> [Stated problem 1]: Copy out every line of the records below that contains the word "branch".

> [Source passage]:
Implement a calculator. For example given input ( ( ( 1 + 5 ) / ( sqrt 100 ) ) * 2 ), the out put should be 1.2.
Solution: We can use 2 stacks to parse the expression, if the expression has N symbols, the time complexity is O(N), the space complexity is O(N).
import java.util.Stack;
import java.lang.Math;
public class Calculator {
public static Double calculate(String expression) {
Stack<String> ops = new Stack<>();
Stack<Double> vals = new Stack<>();
for(String i : expression.split(" ")) {
if(i.equals("(")) {
//do nothing
} else if(i.equals("+") || i.equals("-") || i.equals("*") || i.equals("/") || i.equals("sqrt")) {
ops.push(i);
} else if(i.equals(")")) {
Double v = vals.pop();
String op = ops.pop();
if(op.equals("+")) v = vals.pop() + v;
else if(op.equals("-")) v = vals.pop() - v;
else if(op.equals("*")) v = vals.pop() * v;
else if(op.equals("/")) v = vals.pop() / v;
else if(op.equals("sqrt")) v = Math.sqrt(v);
vals.push(v);
} else {
vals.push(Double.parseDouble(i));
}
}
return vals.pop();
}
public static void main(String[] args) {
String expr = "( ( ( 1 + 5 ) / ( sqrt 100 ) ) * 2 )";
System.out.println(expr + " = " + calculate(expr));
}
}

> [Stated problem 2]: In the calculator passage above, what time complexity is given for the two-stack approach on an expression with N symbols?

> [Information provided]:
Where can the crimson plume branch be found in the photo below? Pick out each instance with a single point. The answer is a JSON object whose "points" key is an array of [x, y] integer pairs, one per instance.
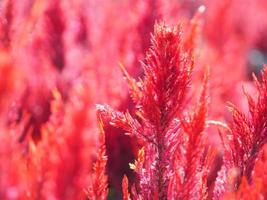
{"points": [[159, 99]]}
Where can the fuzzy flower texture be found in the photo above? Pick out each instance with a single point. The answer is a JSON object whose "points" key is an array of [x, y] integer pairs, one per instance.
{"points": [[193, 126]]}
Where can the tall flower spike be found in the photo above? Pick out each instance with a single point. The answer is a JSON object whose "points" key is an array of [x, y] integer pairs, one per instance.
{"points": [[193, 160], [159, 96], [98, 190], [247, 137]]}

...

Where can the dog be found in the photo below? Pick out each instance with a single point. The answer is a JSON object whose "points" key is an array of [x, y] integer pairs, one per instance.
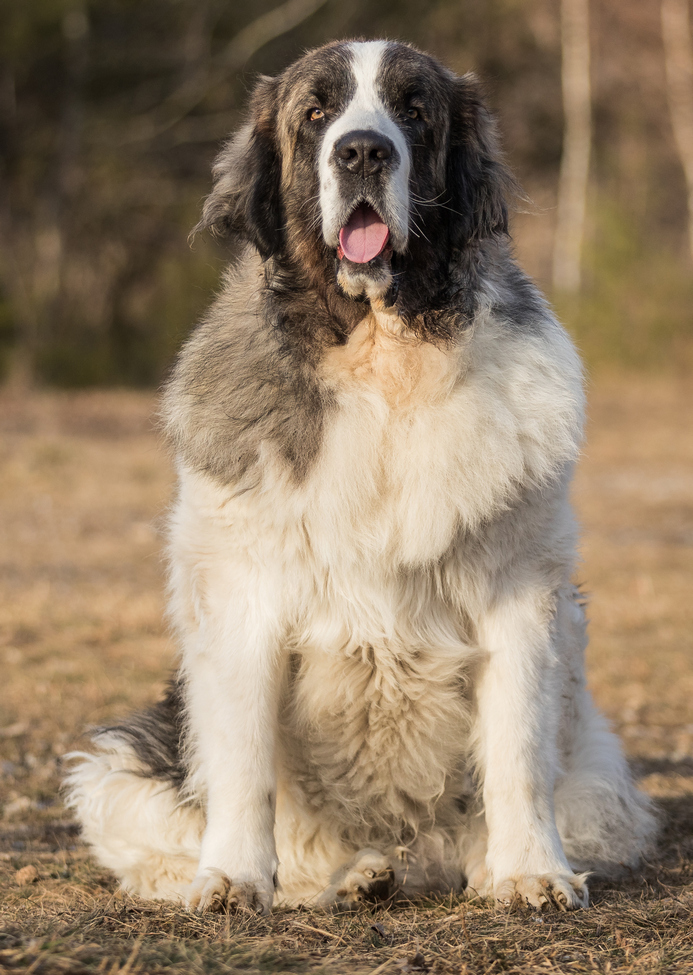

> [Task output 1]:
Where can the crimson plume branch be found in the photo below? Pick out each instance with a single point. The answer is a JSON object whose "points" key is an array of [x, y] integer pairs, one per instance.

> [Task output 2]: O(N)